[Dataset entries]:
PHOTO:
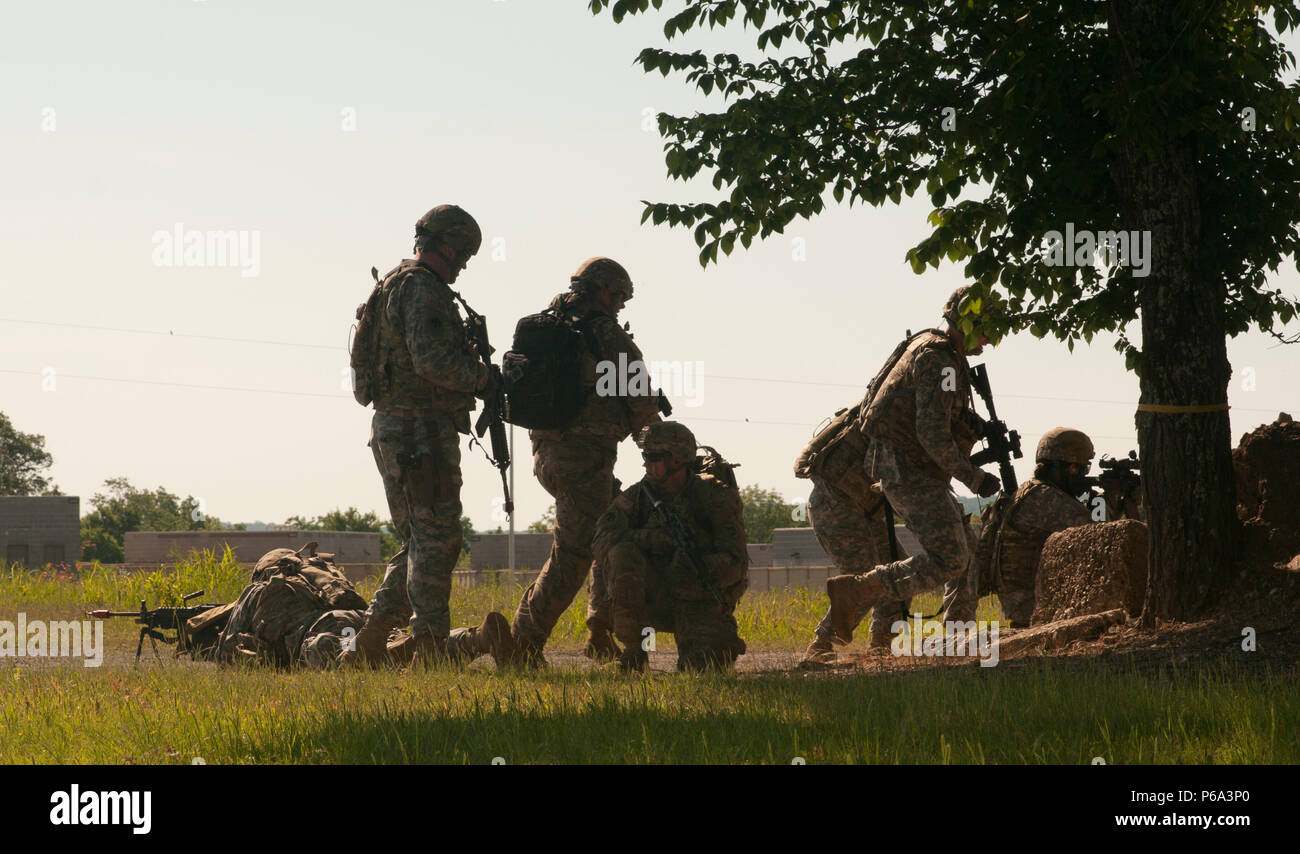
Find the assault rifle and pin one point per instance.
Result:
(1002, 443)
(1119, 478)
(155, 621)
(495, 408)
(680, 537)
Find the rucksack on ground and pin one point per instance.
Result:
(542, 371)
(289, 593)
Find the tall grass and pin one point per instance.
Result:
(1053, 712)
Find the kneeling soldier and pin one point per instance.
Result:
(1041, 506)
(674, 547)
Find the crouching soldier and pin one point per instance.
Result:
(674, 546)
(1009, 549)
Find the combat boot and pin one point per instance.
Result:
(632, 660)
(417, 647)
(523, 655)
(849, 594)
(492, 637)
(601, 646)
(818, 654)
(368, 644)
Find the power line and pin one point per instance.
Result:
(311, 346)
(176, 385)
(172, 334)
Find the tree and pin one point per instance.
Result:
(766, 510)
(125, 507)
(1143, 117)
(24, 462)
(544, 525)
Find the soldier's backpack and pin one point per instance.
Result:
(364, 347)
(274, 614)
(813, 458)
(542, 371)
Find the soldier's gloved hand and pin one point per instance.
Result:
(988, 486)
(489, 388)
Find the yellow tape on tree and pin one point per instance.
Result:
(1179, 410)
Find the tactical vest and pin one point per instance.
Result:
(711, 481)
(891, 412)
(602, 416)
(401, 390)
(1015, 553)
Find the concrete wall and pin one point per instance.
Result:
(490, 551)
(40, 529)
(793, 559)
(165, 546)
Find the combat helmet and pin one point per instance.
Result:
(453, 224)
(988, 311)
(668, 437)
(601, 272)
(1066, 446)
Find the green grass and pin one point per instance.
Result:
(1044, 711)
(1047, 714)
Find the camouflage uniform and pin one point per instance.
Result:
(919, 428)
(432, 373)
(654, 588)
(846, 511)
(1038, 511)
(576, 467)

[What is required]: Output every record above exactly as written, but skip the pictures.

[Worked solution]:
PHOTO:
Find the assault rifle and pin one point per instance.
Result:
(1002, 443)
(1119, 478)
(155, 621)
(495, 408)
(680, 537)
Find the rucksack on ground and pin one point per instance.
Result:
(542, 371)
(289, 593)
Find the tall grass and pin one point per instance.
Result:
(1053, 712)
Find the kneeling soldier and pin one point per instance.
Result:
(1041, 506)
(674, 547)
Find the crouching soldier and pin one point per instance.
Result:
(674, 546)
(1009, 549)
Find the combat boot and pin one point per instance.
Result:
(632, 660)
(417, 647)
(523, 655)
(849, 594)
(492, 637)
(601, 646)
(818, 654)
(368, 644)
Find the power line and pin one point per instance.
Result:
(311, 346)
(176, 385)
(172, 334)
Find the tree and pin one point per instance.
Result:
(766, 510)
(125, 507)
(1143, 117)
(24, 462)
(544, 525)
Find the soldier's backpack and pin one point per instance.
Result:
(364, 347)
(274, 614)
(813, 458)
(542, 371)
Find the soldier's gloved hand and pin one point per instance.
Result:
(988, 486)
(489, 388)
Find the yellow tape on tree and pin one point per instance.
Result:
(1179, 410)
Find the tactical vest and pin one point per instance.
Result:
(711, 481)
(891, 412)
(602, 416)
(401, 390)
(1015, 553)
Find the concrete wall and pin one point per instance.
Result:
(490, 551)
(40, 529)
(793, 559)
(165, 546)
Find the combat helmet and pin one point per instance.
Result:
(453, 224)
(988, 311)
(668, 437)
(601, 272)
(1066, 446)
Find the green grass and pin one point per instance.
Result:
(1044, 711)
(1047, 714)
Find the camouflage uniform and pin one point per instance.
Result:
(919, 428)
(432, 373)
(654, 588)
(846, 511)
(1038, 511)
(576, 467)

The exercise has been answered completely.